Stated task: Quote every one of the records below word for word, leaving out the pictures.

Extracted information:
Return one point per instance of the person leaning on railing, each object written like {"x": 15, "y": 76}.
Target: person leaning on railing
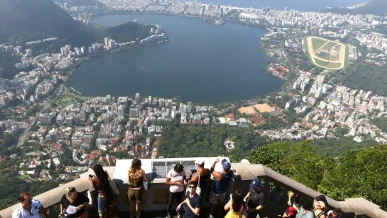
{"x": 176, "y": 180}
{"x": 29, "y": 207}
{"x": 136, "y": 178}
{"x": 235, "y": 205}
{"x": 76, "y": 200}
{"x": 221, "y": 183}
{"x": 107, "y": 206}
{"x": 254, "y": 200}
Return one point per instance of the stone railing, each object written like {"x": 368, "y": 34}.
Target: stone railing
{"x": 359, "y": 207}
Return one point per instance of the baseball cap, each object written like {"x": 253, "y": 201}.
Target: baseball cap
{"x": 199, "y": 162}
{"x": 322, "y": 198}
{"x": 226, "y": 165}
{"x": 255, "y": 183}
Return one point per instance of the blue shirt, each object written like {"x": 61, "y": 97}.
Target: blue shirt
{"x": 301, "y": 214}
{"x": 195, "y": 203}
{"x": 221, "y": 186}
{"x": 19, "y": 212}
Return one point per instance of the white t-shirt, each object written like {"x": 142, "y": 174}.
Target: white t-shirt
{"x": 21, "y": 213}
{"x": 176, "y": 177}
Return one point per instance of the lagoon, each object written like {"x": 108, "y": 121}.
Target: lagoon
{"x": 202, "y": 62}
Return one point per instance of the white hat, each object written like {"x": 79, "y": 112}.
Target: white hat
{"x": 200, "y": 162}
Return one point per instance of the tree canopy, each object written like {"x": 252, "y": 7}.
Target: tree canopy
{"x": 359, "y": 173}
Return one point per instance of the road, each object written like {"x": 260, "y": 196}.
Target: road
{"x": 42, "y": 107}
{"x": 313, "y": 56}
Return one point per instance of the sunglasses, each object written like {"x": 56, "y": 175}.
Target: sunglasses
{"x": 72, "y": 189}
{"x": 28, "y": 201}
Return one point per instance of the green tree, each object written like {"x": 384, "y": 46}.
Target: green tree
{"x": 361, "y": 173}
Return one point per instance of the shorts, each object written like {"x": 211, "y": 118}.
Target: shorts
{"x": 135, "y": 195}
{"x": 217, "y": 198}
{"x": 253, "y": 214}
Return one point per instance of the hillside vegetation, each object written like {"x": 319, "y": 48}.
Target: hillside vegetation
{"x": 23, "y": 21}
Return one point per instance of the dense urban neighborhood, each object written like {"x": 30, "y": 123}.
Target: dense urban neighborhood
{"x": 51, "y": 132}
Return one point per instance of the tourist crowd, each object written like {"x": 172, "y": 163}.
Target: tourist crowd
{"x": 189, "y": 195}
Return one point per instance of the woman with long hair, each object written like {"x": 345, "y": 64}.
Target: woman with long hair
{"x": 235, "y": 205}
{"x": 320, "y": 207}
{"x": 136, "y": 177}
{"x": 106, "y": 203}
{"x": 75, "y": 199}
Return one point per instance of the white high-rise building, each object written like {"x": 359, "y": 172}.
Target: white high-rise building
{"x": 106, "y": 41}
{"x": 189, "y": 107}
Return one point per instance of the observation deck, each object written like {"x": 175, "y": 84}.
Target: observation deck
{"x": 155, "y": 199}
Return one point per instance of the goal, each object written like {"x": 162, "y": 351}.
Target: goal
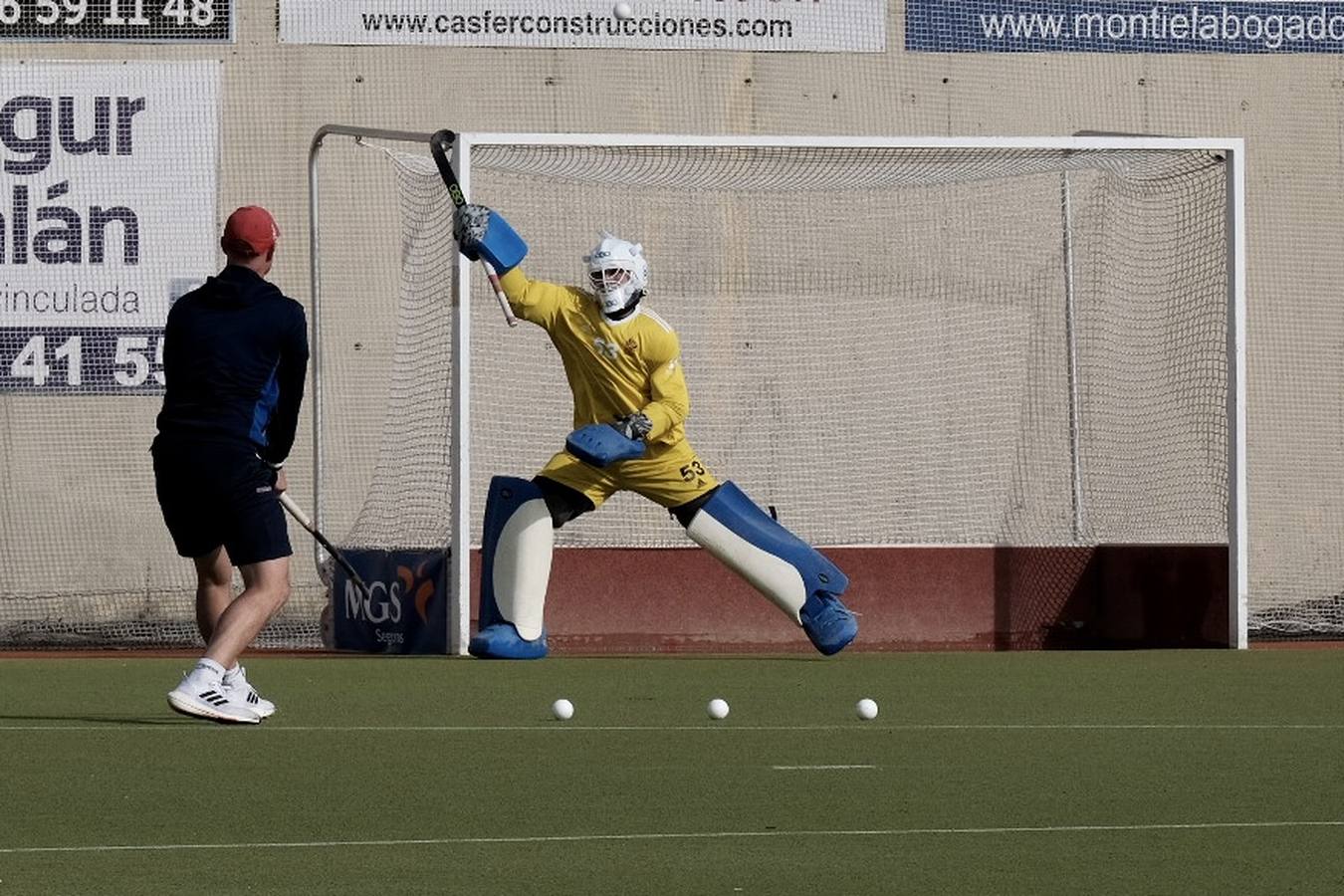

Worked answer:
Return one point per instance of the person leaning on railing, each object written like {"x": 15, "y": 76}.
Target: person leaning on railing
{"x": 176, "y": 180}
{"x": 29, "y": 207}
{"x": 136, "y": 178}
{"x": 235, "y": 205}
{"x": 76, "y": 200}
{"x": 221, "y": 183}
{"x": 107, "y": 206}
{"x": 254, "y": 200}
Return one point per instance of the stone railing, each object written like {"x": 368, "y": 34}.
Target: stone railing
{"x": 359, "y": 207}
Return one point per instance of the baseball cap, each object written like {"x": 253, "y": 201}.
Target: baseball cap
{"x": 199, "y": 162}
{"x": 322, "y": 198}
{"x": 226, "y": 165}
{"x": 255, "y": 183}
Return one point per instance of the blue shirt, each object written like {"x": 61, "y": 97}.
Target: blue shirt
{"x": 301, "y": 214}
{"x": 195, "y": 203}
{"x": 221, "y": 186}
{"x": 19, "y": 212}
Return one point per instance of the white t-shirt, each object written like {"x": 142, "y": 174}.
Target: white t-shirt
{"x": 21, "y": 213}
{"x": 176, "y": 177}
Return one point per instance of the lagoon, each object written like {"x": 108, "y": 121}.
Target: lagoon
{"x": 202, "y": 62}
Return one point per instance of the white hat, each object written like {"x": 79, "y": 112}.
Target: white hat
{"x": 200, "y": 162}
Return one point per instance of the tree canopy, each object written like {"x": 252, "y": 7}.
Target: tree canopy
{"x": 359, "y": 173}
Return one point per instance of the road, each object written like {"x": 260, "y": 196}.
Target: road
{"x": 42, "y": 107}
{"x": 313, "y": 56}
Return one point per instance of the sunglasses, each object written like {"x": 56, "y": 175}.
Target: sunglasses
{"x": 72, "y": 189}
{"x": 28, "y": 201}
Return one point per instance of the green tree, each object written like {"x": 384, "y": 46}.
Target: green tree
{"x": 361, "y": 173}
Return one point per instance of the shorts, each object written like {"x": 211, "y": 118}.
Target: shorts
{"x": 135, "y": 195}
{"x": 217, "y": 198}
{"x": 253, "y": 214}
Return one point per instance of the hillside vegetation, each object written like {"x": 319, "y": 48}.
Target: hillside vegetation
{"x": 23, "y": 21}
Return one point per instance of the dense urban neighborhood, each object written like {"x": 30, "y": 123}.
Target: dense urban neighborhood
{"x": 51, "y": 132}
Return one point per instance of the tourist crowd, each object written like {"x": 172, "y": 163}.
Target: tourist crowd
{"x": 189, "y": 195}
Return one point per instance of the woman with long hair, each object written like {"x": 345, "y": 64}.
Target: woman with long hair
{"x": 235, "y": 205}
{"x": 320, "y": 207}
{"x": 136, "y": 177}
{"x": 106, "y": 203}
{"x": 75, "y": 199}
Return one point per instance of the white high-rise building, each object written like {"x": 359, "y": 172}.
Target: white high-rise building
{"x": 106, "y": 41}
{"x": 189, "y": 107}
Return one point per instance of the observation deck, each object written like {"x": 175, "y": 84}.
Target: observation deck
{"x": 155, "y": 199}
Return one point per instance of the goal, each object written like {"x": 162, "y": 351}.
Target: goal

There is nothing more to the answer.